▶ _TASK_
Scan the material for "queried". Copy every line it appears in.

▶ _PROVIDED RECORDS_

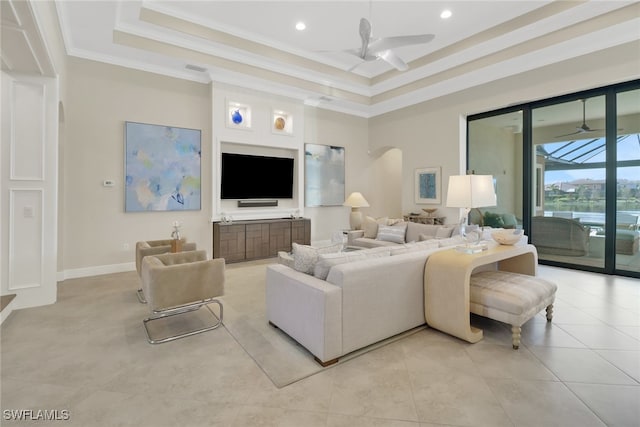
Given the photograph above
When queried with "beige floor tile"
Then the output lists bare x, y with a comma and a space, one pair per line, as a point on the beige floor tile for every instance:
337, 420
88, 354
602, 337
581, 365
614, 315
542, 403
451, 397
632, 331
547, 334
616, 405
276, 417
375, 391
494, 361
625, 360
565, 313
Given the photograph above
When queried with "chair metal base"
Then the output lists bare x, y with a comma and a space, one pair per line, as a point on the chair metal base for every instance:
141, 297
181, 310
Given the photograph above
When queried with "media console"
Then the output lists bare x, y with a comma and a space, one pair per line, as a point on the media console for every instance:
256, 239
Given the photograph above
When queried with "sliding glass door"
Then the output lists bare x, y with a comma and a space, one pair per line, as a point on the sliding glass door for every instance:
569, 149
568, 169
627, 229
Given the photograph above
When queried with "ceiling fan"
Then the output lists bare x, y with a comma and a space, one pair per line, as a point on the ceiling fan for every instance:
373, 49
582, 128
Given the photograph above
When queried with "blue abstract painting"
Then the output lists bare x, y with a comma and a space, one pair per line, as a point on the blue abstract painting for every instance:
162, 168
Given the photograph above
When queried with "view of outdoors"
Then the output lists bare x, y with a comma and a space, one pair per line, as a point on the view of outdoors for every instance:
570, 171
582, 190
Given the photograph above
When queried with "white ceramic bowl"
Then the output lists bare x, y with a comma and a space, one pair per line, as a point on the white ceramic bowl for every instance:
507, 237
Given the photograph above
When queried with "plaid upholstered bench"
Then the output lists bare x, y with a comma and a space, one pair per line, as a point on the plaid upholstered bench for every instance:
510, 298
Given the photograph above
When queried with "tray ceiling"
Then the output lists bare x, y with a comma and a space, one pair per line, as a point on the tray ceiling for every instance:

▶ _WRITTEN SOLUTION_
When queried with "beige floor tile"
When queried with "chair metal base"
When queried with "media console"
When queried with "sliding glass door"
When queried with "ceiling fan"
When queried with "blue abstract painting"
When queried with "view of outdoors"
When queried with "white ceramic bowl"
When queried with "plaid upholstered bench"
When queried with "tray ceiling"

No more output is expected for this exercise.